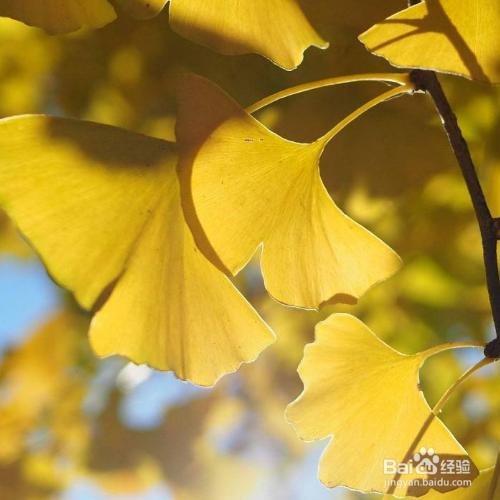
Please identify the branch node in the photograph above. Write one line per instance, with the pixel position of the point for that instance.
(496, 227)
(492, 349)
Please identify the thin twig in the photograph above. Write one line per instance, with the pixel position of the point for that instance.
(428, 81)
(495, 480)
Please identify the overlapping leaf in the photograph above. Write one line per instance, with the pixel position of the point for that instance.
(59, 16)
(451, 36)
(276, 29)
(246, 185)
(101, 205)
(365, 394)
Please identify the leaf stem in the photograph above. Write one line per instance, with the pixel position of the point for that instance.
(450, 345)
(449, 392)
(394, 92)
(400, 78)
(427, 81)
(495, 480)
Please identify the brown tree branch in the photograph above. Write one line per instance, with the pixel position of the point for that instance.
(488, 226)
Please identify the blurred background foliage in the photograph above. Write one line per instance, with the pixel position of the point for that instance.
(75, 427)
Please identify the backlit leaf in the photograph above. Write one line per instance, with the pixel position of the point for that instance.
(246, 186)
(365, 395)
(101, 205)
(276, 29)
(59, 16)
(142, 9)
(450, 36)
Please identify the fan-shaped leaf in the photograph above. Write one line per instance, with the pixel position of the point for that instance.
(365, 394)
(276, 29)
(101, 205)
(246, 185)
(451, 36)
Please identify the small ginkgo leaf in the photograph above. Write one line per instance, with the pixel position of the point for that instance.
(275, 29)
(450, 36)
(480, 489)
(366, 396)
(246, 185)
(101, 205)
(59, 16)
(142, 9)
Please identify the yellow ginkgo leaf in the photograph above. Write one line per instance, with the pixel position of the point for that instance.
(450, 36)
(365, 394)
(276, 29)
(59, 16)
(101, 205)
(246, 185)
(142, 9)
(480, 489)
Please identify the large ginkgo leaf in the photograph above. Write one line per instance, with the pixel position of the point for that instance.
(451, 36)
(59, 16)
(276, 29)
(101, 205)
(246, 185)
(366, 395)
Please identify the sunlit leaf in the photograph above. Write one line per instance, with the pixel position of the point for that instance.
(276, 29)
(246, 185)
(445, 35)
(142, 9)
(366, 396)
(101, 205)
(59, 16)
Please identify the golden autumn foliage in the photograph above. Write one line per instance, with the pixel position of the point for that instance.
- - - - -
*WORK REQUEST*. Restate the data above word for word, so that the only difference is the missing pictures.

*REPLY*.
Please identify the branch node in the photograph above. Write one line per instance, with the pixel position of the point for that instance.
(496, 227)
(492, 349)
Please identify the thin twig in the photograph above. Write one line per instance, with the pixel position of the point for that instance.
(428, 81)
(495, 480)
Please identify the overlapping leaf in the photograph above. Write one line per instance, with the pixel position of the point for that instance.
(59, 16)
(451, 36)
(276, 29)
(246, 185)
(101, 205)
(365, 394)
Please identify the leaf stem in the photograph above. Write one line per instance, with the pixel position of the point for that instance.
(450, 345)
(449, 392)
(394, 92)
(400, 78)
(427, 81)
(495, 480)
Please identify the brown tree branch in the photograph above. Write one line per instance, with the pixel position of the point for that instance.
(488, 226)
Please identify the blurred background foliage in the photograph above. Write one line per instance, with the pixel position of the point for that instance.
(75, 427)
Please identify the backlit leaf in the photograph above. Write one line per instance, with the pixel position of the point for that instance.
(246, 186)
(365, 395)
(101, 205)
(276, 29)
(59, 16)
(142, 9)
(450, 36)
Please identify the fan-shaped leaf in the photograph above. Write one line per instance, with the pixel position of the point for that instance.
(365, 394)
(276, 29)
(101, 205)
(246, 185)
(451, 36)
Please identify the small ginkgo leaf in the photograph above. Write one line per instance, with the pixel position of the point for that instance.
(275, 29)
(450, 36)
(480, 489)
(366, 396)
(246, 185)
(101, 205)
(59, 16)
(142, 9)
Please identify the yellow ginkgo leaf in the photograph above. Write one line per instance, with the pixel position of the point for that instance.
(450, 36)
(365, 394)
(276, 29)
(59, 16)
(101, 205)
(246, 185)
(142, 9)
(480, 489)
Please identify the large ginkgo leaf in the photograph above. Write one line per instance, with the pixel position of the point for that instance.
(451, 36)
(59, 16)
(276, 29)
(101, 205)
(246, 185)
(366, 395)
Please identify the sunlit leaf in the photograph above. Write one line per instance, with the pixel position of the point for that instance.
(276, 29)
(246, 185)
(445, 35)
(142, 9)
(366, 396)
(101, 205)
(59, 16)
Please identify the golden autumn foliage in the photograph above. Write one line per instance, with the pixel position of the point for that instance.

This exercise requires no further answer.